> _TASK TO COMPLETE_: Put the listing below into a two-column CSV headed request and answer, with one row per request and each value in a single quoted field whose line breaks become spaces. Omit the pictures.

> _Data listing_:
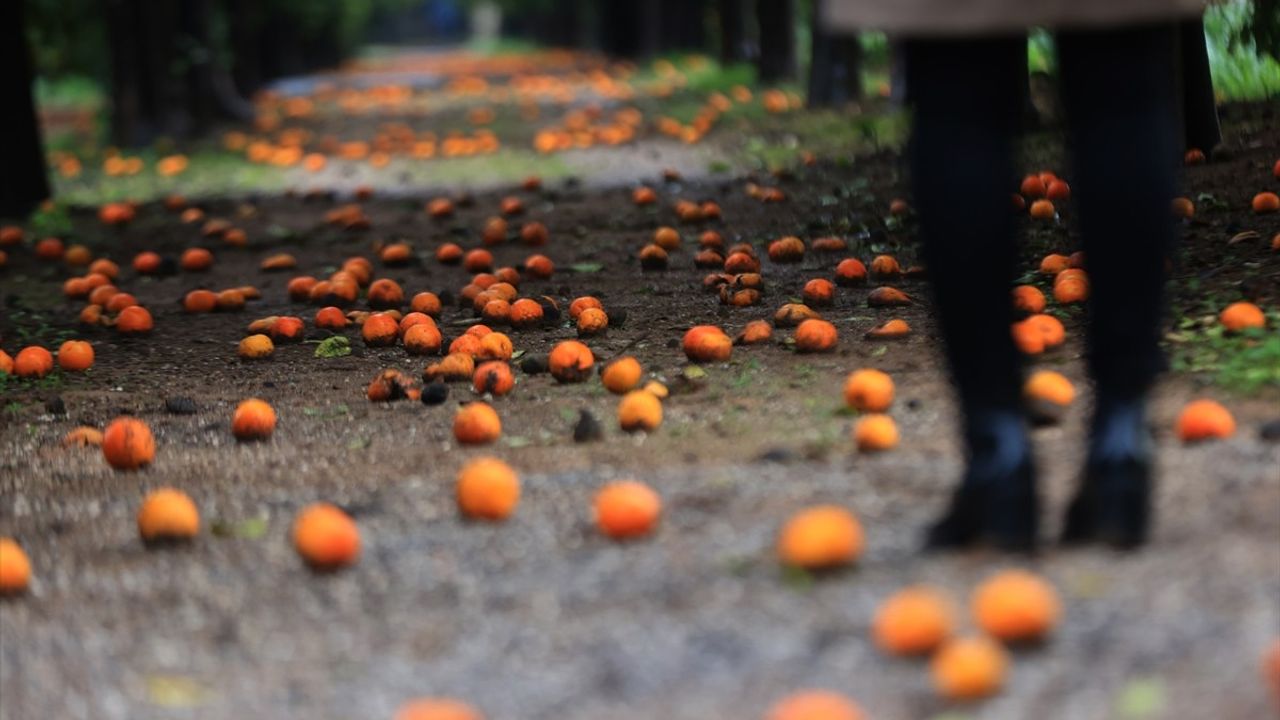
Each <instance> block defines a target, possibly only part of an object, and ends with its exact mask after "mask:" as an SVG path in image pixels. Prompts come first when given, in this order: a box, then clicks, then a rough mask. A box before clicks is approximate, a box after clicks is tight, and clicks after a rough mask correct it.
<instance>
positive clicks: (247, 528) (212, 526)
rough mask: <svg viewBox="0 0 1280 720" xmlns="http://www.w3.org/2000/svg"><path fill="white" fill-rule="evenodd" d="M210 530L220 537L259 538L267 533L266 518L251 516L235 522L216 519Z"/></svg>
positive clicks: (213, 532) (218, 536)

> _FINISHED EXERCISE_:
request,answer
"Each <instance> block defines a target, possibly only part of an object, and ends with its exact mask after ""mask:"" as an SVG path in image pixels. Prompts come first when given, in this order: a box, then clicks, then a rough mask. A box before clicks is approximate, a box after clicks is tight, and clicks after a rough mask correct it. <instance> positive clicks: (247, 528) (212, 526) rough mask: <svg viewBox=""0 0 1280 720"" xmlns=""http://www.w3.org/2000/svg""><path fill=""white"" fill-rule=""evenodd"" d=""M210 530L220 537L259 538L267 533L266 518L251 516L235 522L216 519Z""/></svg> positive clicks:","(213, 532) (218, 536)"